Return every entry below exactly as written.
═══ PROVIDED RECORDS
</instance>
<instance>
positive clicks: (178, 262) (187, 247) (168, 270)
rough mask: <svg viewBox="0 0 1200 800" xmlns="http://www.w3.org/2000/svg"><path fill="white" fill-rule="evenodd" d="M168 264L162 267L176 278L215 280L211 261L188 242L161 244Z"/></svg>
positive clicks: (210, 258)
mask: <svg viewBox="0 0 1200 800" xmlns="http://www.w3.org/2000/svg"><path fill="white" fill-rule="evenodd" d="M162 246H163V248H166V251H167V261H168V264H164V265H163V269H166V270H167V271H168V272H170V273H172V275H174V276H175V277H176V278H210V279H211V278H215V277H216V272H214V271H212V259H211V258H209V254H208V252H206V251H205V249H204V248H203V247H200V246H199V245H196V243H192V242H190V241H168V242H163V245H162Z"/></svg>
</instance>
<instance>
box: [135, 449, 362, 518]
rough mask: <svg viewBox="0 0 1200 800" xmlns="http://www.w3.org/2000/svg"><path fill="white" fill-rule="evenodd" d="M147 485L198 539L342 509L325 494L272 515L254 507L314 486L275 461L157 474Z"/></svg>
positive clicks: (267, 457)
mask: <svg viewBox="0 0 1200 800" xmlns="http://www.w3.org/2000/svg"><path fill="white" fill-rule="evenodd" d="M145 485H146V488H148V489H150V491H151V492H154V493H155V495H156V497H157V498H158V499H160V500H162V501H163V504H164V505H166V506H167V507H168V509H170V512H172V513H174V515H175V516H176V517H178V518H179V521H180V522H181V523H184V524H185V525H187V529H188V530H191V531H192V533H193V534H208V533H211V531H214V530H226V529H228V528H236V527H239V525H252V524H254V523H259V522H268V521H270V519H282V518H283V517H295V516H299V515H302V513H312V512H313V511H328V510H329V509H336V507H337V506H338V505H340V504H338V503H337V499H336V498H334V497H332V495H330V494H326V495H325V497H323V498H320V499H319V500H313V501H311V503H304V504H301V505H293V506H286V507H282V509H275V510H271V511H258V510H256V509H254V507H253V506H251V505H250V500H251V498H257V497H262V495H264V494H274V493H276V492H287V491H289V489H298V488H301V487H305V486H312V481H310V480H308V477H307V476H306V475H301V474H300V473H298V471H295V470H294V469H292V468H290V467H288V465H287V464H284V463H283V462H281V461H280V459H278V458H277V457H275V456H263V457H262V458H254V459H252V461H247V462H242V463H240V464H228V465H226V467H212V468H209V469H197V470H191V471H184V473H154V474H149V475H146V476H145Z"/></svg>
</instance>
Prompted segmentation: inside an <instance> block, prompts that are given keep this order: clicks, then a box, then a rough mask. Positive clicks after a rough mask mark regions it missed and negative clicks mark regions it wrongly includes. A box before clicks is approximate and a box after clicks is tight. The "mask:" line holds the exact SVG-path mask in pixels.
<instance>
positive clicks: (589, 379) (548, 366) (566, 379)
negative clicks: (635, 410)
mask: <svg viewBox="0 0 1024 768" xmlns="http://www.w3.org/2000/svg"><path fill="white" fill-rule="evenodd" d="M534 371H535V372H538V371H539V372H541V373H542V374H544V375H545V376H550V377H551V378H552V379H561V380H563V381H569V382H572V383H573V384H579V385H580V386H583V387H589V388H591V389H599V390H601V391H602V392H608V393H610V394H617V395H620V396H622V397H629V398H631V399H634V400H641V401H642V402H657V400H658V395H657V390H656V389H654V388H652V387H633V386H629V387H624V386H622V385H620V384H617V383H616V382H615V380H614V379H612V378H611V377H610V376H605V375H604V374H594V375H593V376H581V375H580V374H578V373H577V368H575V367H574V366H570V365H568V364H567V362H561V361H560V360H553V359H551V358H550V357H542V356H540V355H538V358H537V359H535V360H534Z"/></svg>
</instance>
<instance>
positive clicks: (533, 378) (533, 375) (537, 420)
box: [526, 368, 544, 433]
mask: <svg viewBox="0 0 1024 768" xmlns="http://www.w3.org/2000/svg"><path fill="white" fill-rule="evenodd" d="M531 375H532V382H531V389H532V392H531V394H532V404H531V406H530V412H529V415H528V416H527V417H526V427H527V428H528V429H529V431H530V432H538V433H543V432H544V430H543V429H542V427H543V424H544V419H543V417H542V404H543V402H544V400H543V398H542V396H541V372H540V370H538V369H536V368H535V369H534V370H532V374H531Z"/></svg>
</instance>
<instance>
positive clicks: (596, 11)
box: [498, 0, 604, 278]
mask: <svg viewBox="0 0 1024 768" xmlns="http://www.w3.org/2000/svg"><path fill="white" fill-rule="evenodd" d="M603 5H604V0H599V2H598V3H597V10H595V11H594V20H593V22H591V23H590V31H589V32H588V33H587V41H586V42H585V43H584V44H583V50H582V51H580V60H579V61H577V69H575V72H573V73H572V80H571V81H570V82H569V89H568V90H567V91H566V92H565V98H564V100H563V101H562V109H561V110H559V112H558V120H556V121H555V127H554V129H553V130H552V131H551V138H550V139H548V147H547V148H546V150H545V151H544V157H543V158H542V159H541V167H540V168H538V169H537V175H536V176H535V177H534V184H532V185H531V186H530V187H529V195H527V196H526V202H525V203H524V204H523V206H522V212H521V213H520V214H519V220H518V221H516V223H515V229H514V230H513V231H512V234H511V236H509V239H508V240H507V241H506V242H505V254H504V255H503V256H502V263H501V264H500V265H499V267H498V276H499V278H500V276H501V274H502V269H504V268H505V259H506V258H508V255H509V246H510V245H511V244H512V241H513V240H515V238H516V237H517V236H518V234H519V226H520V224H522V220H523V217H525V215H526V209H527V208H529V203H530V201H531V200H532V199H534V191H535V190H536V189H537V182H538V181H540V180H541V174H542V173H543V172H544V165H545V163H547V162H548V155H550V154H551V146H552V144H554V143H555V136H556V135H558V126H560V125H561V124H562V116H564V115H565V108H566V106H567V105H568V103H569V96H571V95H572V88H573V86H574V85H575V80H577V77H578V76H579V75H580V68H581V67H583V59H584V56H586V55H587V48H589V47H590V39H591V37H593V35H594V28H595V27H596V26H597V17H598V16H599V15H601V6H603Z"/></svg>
══════
- [SOLUTION TO THIS PROBLEM]:
</instance>
<instance>
positive clicks: (178, 262) (187, 247) (168, 270)
rough mask: <svg viewBox="0 0 1200 800" xmlns="http://www.w3.org/2000/svg"><path fill="white" fill-rule="evenodd" d="M168 264L162 267L176 278L215 280L211 261L188 242L161 244Z"/></svg>
positive clicks: (210, 258)
mask: <svg viewBox="0 0 1200 800" xmlns="http://www.w3.org/2000/svg"><path fill="white" fill-rule="evenodd" d="M162 246H163V248H166V251H167V261H168V264H164V265H163V269H166V270H167V271H168V272H170V273H172V275H174V276H175V277H176V278H210V279H211V278H215V277H216V272H214V271H212V259H211V258H209V254H208V252H206V251H205V249H204V248H203V247H200V246H199V245H196V243H192V242H190V241H168V242H163V245H162Z"/></svg>
</instance>
<instance>
box: [135, 449, 362, 518]
rough mask: <svg viewBox="0 0 1200 800" xmlns="http://www.w3.org/2000/svg"><path fill="white" fill-rule="evenodd" d="M147 485L198 539L342 509L325 494L272 515L254 507L314 486L275 461L157 474Z"/></svg>
positive clicks: (267, 457)
mask: <svg viewBox="0 0 1200 800" xmlns="http://www.w3.org/2000/svg"><path fill="white" fill-rule="evenodd" d="M145 485H146V488H148V489H150V491H151V492H154V493H155V495H156V497H157V498H158V499H160V500H162V501H163V504H164V505H166V506H167V507H168V509H170V512H172V513H174V515H175V516H176V517H178V518H179V521H180V522H181V523H184V524H185V525H187V529H188V530H191V531H192V533H193V534H208V533H211V531H214V530H226V529H228V528H236V527H239V525H252V524H254V523H259V522H268V521H270V519H282V518H283V517H295V516H299V515H302V513H312V512H313V511H328V510H329V509H336V507H337V506H338V505H340V504H338V503H337V499H336V498H334V497H332V495H330V494H326V495H325V497H323V498H320V499H319V500H313V501H311V503H304V504H301V505H293V506H286V507H282V509H275V510H271V511H258V510H256V509H254V507H253V506H251V505H250V500H251V498H257V497H262V495H264V494H274V493H276V492H287V491H289V489H298V488H301V487H305V486H312V481H310V480H308V477H307V476H306V475H301V474H300V473H298V471H295V470H294V469H292V468H290V467H288V465H287V464H284V463H283V462H281V461H280V459H278V458H277V457H275V456H263V457H262V458H254V459H252V461H247V462H242V463H240V464H228V465H226V467H212V468H209V469H197V470H191V471H184V473H154V474H149V475H146V476H145Z"/></svg>
</instance>
Prompted segmentation: inside an <instance> block, prompts that are given keep this order: clicks, then a box, then a rough mask. Positive clicks after a rough mask mark regions it missed and negative clicks mark regions it wrongly includes. A box before clicks is approximate and a box after clicks is tight. The "mask:" line holds the exact SVG-path mask in pixels.
<instance>
positive clicks: (589, 379) (548, 366) (566, 379)
negative clicks: (635, 410)
mask: <svg viewBox="0 0 1024 768" xmlns="http://www.w3.org/2000/svg"><path fill="white" fill-rule="evenodd" d="M534 371H535V372H538V371H539V372H541V373H542V374H544V375H545V376H550V377H551V378H552V379H561V380H563V381H569V382H572V383H573V384H579V385H580V386H583V387H589V388H591V389H599V390H601V391H602V392H608V393H610V394H617V395H620V396H622V397H629V398H631V399H634V400H641V401H642V402H657V400H658V395H657V390H656V389H654V388H652V387H633V386H629V387H624V386H622V385H620V384H617V383H616V382H615V380H614V379H612V378H611V377H610V376H605V375H604V374H594V375H593V376H581V375H580V374H578V373H577V368H575V367H574V366H570V365H568V364H567V362H561V361H560V360H553V359H551V358H550V357H542V356H540V355H538V358H537V359H535V360H534Z"/></svg>
</instance>
<instance>
positive clicks: (533, 378) (533, 375) (537, 420)
box: [526, 368, 544, 433]
mask: <svg viewBox="0 0 1024 768" xmlns="http://www.w3.org/2000/svg"><path fill="white" fill-rule="evenodd" d="M531 375H532V382H531V389H532V392H531V394H532V404H531V406H530V412H529V415H528V416H527V417H526V427H527V428H528V429H529V431H530V432H538V433H543V432H544V430H543V429H542V427H543V424H544V419H543V417H542V404H543V402H544V400H543V398H542V396H541V372H540V370H538V369H536V368H535V369H534V370H532V374H531Z"/></svg>
</instance>
<instance>
positive clicks: (596, 11)
box: [498, 0, 604, 278]
mask: <svg viewBox="0 0 1024 768" xmlns="http://www.w3.org/2000/svg"><path fill="white" fill-rule="evenodd" d="M603 5H604V0H599V2H598V3H597V10H595V11H594V20H593V22H591V23H590V31H589V32H588V33H587V41H586V42H585V43H584V44H583V50H582V51H580V60H579V61H577V69H575V72H573V73H572V80H571V81H570V82H569V89H568V90H567V91H566V92H565V98H564V100H563V101H562V109H561V110H559V112H558V120H556V121H555V127H554V129H553V130H552V131H551V138H550V139H548V147H547V148H546V150H545V151H544V157H543V158H542V159H541V167H540V168H538V169H537V175H536V176H535V177H534V184H532V185H531V186H530V187H529V195H527V196H526V202H525V203H524V204H523V206H522V212H521V213H520V214H519V220H518V221H516V223H515V229H514V230H513V231H512V234H511V236H509V239H508V240H507V241H506V242H505V254H504V255H503V256H502V263H501V264H500V265H499V267H498V276H499V278H500V276H501V274H502V269H504V268H505V259H506V258H508V255H509V246H510V245H511V244H512V241H513V240H515V238H516V237H517V236H518V234H519V226H520V224H522V220H523V217H525V215H526V209H527V208H529V203H530V201H531V200H532V199H534V191H535V190H536V189H537V182H538V181H540V180H541V174H542V173H543V172H544V165H545V163H547V162H548V155H550V154H551V146H552V144H554V143H555V136H556V135H558V126H560V125H561V124H562V116H564V115H565V108H566V106H567V105H568V103H569V96H571V95H572V88H573V86H574V85H575V80H577V77H578V76H579V75H580V68H581V67H583V59H584V56H586V55H587V48H589V47H590V39H591V37H593V35H594V28H595V27H596V26H597V17H598V16H599V15H601V6H603Z"/></svg>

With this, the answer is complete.